**DATA PROVIDED:**
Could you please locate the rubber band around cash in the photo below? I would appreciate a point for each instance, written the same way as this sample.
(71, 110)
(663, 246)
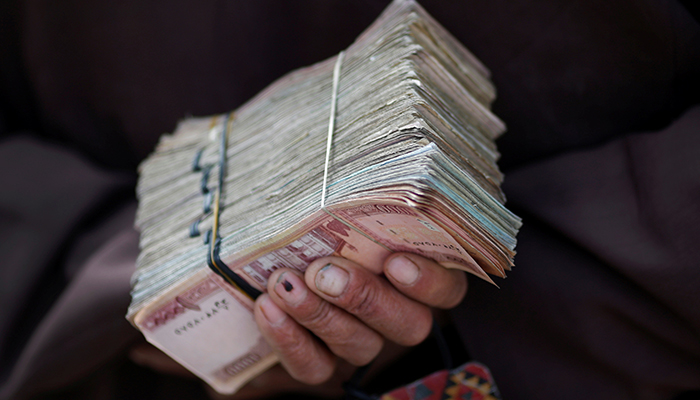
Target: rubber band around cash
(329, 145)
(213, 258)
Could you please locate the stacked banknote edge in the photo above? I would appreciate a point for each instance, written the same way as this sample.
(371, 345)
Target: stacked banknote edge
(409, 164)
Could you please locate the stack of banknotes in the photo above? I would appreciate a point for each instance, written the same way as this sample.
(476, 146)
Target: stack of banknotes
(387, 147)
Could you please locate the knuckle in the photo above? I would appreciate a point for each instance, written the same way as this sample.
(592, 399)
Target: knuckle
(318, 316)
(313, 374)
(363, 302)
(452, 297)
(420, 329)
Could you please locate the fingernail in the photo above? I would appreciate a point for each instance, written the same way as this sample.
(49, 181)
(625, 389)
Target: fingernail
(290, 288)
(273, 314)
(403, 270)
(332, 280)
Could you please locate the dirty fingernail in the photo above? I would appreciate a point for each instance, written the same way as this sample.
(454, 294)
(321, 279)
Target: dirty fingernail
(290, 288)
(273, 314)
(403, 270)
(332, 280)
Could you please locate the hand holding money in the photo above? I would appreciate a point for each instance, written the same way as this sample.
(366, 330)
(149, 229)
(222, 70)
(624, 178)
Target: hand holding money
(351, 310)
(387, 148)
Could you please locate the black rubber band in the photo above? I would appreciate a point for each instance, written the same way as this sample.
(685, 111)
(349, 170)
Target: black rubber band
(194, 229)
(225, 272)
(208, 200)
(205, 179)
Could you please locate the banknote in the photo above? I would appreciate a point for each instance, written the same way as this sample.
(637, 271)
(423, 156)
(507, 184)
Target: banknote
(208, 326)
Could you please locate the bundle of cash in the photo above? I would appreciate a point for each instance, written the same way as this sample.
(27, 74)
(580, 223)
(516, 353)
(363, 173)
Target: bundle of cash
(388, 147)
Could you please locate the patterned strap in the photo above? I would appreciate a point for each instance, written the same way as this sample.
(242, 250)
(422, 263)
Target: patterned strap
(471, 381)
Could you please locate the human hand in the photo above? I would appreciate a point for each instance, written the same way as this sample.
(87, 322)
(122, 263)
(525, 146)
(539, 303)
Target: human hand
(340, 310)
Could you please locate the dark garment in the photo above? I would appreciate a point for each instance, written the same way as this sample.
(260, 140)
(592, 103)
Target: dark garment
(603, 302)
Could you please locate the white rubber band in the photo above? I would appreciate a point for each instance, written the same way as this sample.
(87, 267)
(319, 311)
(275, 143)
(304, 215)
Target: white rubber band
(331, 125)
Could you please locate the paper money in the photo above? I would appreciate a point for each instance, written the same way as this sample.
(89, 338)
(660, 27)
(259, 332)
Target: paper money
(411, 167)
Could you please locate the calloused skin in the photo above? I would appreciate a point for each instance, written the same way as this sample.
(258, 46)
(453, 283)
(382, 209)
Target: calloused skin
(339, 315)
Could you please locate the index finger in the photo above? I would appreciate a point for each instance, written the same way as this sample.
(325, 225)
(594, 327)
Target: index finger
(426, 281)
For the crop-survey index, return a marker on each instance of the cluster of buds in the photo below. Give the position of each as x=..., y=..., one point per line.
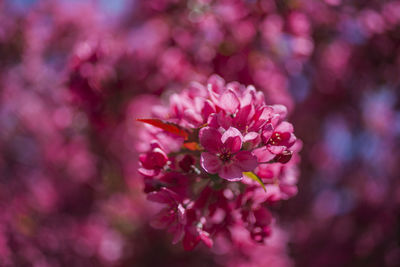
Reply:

**ACTIVITY:**
Could you copy the data above exactly, leaving the pictures out?

**TASK ANSWER:**
Could you please locate the rubber band around cash in the photo below? I would appreciate a point for each instance, written the same way as this sample.
(71, 110)
(663, 246)
Target: rubber band around cash
(329, 145)
(213, 258)
Could you please locate the stacked banknote edge in the photo above? I would appreciate a point for each instance, written the same way as this sample.
(371, 345)
Target: stacked banknote edge
(409, 164)
Could you please locate the stack of banknotes in the photo above? I would appreciate a point for each instance, written the same way as this sample.
(476, 146)
Target: stack of banknotes
(387, 147)
Could you please locate the knuckle in the photo above? I would appreciate a point for each instance, written the same way as this sample.
(592, 399)
Target: knuckle
(318, 316)
(313, 374)
(363, 302)
(452, 297)
(420, 329)
Could you please locate the fingernail in the photo above? I would appreciate a point for each instance, written the same way as this sample.
(49, 181)
(625, 389)
Target: fingernail
(290, 288)
(273, 314)
(403, 270)
(332, 280)
Could you please locate the dirty fingernail in the photo above? I would appreciate a point for each instance, written the same way as this sample.
(454, 294)
(321, 279)
Target: dirty fingernail
(290, 288)
(273, 314)
(403, 270)
(332, 280)
Could you please locate the hand holding money in the photo above? I would appreciate a point for each instance, written the same way as this sample.
(366, 330)
(149, 229)
(222, 70)
(624, 178)
Target: hand holding money
(351, 310)
(387, 148)
Could you please locate the black rubber band in the photo above? I would appreciate a point for each instance, written the same way as this sample.
(685, 111)
(349, 170)
Target: black rubber band
(194, 229)
(225, 272)
(208, 200)
(205, 179)
Could you please locate the banknote in the photo above? I would appreciate a point for each instance, written the same way as this sample.
(637, 271)
(423, 156)
(507, 184)
Target: banknote
(208, 326)
Could you please locate the bundle of cash in the photo above? I would appreciate a point for each instance, written the same way as this sample.
(27, 74)
(580, 223)
(516, 353)
(363, 173)
Target: bundle of cash
(388, 147)
Could you please locate the patterned strap in the photo above? I would appreciate a point for each instance, written the same way as this sample.
(242, 250)
(422, 263)
Target: patterned strap
(471, 381)
Could you please locate the human hand in the photo above? I would appreciate a point for each instance, written the same way as this sample.
(87, 322)
(122, 263)
(525, 146)
(539, 303)
Target: human hand
(340, 310)
Could you please locate the dark garment in the photo above? I would appreciate a point for each instance, written the same way as this sample.
(260, 140)
(592, 103)
Target: dark garment
(603, 302)
Could you please locate the white rubber band in the photo above? I would appreciate a point for each instance, written the same way as this sample.
(87, 267)
(319, 311)
(275, 143)
(304, 215)
Target: white rubber band
(331, 125)
Could you please locate the paper money in the photo above? I would appreciate a point for each instance, written the same way as this sample.
(89, 338)
(660, 27)
(259, 332)
Target: paper money
(411, 167)
Could you please locate the calloused skin in the photo above? I would appreciate a point for each instance, written the same way as this sample.
(258, 46)
(453, 283)
(382, 209)
Target: calloused skin
(339, 315)
Could you please locate the index finger in the photo above? I would appreciate a point for each instance, written the same way as this sample.
(325, 225)
(594, 327)
Target: index finger
(426, 281)
For the crop-survey index, return a marker on each instance of the cluster of buds in the photo below. Give the position of each as x=..., y=..., one point per line.
Reply:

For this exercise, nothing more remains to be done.